- **What to produce**:
Look for "Target: white column" in the listing below, then copy exactly the line it appears in and all lines after it to the end, and nothing more.

- **Task inputs**:
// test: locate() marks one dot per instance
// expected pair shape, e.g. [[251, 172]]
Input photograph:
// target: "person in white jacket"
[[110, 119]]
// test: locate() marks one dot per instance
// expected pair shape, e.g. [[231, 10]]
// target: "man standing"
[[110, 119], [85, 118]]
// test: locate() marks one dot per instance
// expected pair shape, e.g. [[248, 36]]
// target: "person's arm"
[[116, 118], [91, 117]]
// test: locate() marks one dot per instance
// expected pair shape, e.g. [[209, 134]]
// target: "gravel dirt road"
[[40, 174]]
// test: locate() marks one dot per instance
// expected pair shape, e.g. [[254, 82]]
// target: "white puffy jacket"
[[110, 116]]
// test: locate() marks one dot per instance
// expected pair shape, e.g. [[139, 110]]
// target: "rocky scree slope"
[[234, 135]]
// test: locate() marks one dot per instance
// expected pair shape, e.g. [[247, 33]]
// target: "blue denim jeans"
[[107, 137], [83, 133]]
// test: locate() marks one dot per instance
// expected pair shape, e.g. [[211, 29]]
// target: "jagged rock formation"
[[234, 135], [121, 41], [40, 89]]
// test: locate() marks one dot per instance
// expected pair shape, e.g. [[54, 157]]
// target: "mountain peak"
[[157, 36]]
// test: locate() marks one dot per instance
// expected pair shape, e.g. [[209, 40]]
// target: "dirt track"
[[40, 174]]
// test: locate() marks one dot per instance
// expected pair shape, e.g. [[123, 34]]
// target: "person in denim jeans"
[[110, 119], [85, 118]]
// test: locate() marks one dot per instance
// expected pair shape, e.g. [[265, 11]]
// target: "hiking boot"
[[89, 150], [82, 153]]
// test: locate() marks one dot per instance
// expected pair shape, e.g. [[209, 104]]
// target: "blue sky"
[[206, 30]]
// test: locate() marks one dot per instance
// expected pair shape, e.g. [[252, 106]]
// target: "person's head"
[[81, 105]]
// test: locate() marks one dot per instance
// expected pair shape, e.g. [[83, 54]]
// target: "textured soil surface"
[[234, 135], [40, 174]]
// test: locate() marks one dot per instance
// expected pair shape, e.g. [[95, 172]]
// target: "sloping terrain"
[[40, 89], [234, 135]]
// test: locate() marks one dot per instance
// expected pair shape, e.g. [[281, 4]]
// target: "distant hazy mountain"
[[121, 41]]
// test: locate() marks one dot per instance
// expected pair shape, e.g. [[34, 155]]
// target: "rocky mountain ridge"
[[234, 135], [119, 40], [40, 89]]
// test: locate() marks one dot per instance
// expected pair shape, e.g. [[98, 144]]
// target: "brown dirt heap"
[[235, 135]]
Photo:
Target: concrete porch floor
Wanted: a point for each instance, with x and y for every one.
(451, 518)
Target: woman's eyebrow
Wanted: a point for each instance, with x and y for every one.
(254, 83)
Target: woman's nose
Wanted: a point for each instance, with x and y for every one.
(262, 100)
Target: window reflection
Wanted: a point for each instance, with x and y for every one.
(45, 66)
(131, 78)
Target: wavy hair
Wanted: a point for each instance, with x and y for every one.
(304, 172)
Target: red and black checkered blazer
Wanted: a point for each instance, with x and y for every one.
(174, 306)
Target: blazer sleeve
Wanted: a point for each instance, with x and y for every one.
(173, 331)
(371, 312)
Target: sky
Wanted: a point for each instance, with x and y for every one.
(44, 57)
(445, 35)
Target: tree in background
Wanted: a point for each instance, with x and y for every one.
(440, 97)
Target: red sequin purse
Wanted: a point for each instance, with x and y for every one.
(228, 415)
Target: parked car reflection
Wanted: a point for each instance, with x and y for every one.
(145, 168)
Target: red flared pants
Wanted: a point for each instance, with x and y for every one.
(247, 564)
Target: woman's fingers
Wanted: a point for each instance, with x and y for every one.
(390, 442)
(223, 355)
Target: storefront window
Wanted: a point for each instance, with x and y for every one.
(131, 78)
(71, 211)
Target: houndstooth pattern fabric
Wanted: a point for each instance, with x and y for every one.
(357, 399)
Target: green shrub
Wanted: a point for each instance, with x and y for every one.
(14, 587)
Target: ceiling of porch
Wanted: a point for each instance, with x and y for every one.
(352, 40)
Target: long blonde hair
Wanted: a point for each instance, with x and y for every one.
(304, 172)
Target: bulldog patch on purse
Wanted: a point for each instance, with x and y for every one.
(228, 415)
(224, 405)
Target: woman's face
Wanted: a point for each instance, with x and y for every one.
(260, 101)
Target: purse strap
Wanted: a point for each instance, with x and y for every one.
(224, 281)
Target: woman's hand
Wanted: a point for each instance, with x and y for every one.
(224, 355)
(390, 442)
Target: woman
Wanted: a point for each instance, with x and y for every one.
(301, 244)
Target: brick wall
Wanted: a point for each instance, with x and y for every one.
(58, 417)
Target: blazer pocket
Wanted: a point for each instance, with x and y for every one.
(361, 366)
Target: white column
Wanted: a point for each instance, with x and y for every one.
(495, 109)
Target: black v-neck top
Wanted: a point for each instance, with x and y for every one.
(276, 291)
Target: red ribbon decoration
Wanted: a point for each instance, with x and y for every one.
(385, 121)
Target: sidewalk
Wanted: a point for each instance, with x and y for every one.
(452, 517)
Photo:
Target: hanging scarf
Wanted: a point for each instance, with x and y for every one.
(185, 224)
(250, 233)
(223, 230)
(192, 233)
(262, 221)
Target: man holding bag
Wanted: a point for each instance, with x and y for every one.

- **Exercise result**:
Target: white column
Wanted: a point for each instance, with x and y for every one.
(495, 109)
Target: black v-neck top
Wanted: a point for each instance, with x and y for every one.
(276, 291)
Target: red ribbon decoration
Wanted: a point for each instance, with x and y for every one.
(385, 121)
Target: sidewalk
Wanted: a point for each instance, with x and y for every one.
(452, 517)
Photo:
Target: hanging scarf
Wanted: a point for each instance, with x and y for every one.
(185, 224)
(250, 233)
(223, 230)
(192, 233)
(262, 221)
Target: man holding bag
Wanted: a point for each instance, with x and y for every one.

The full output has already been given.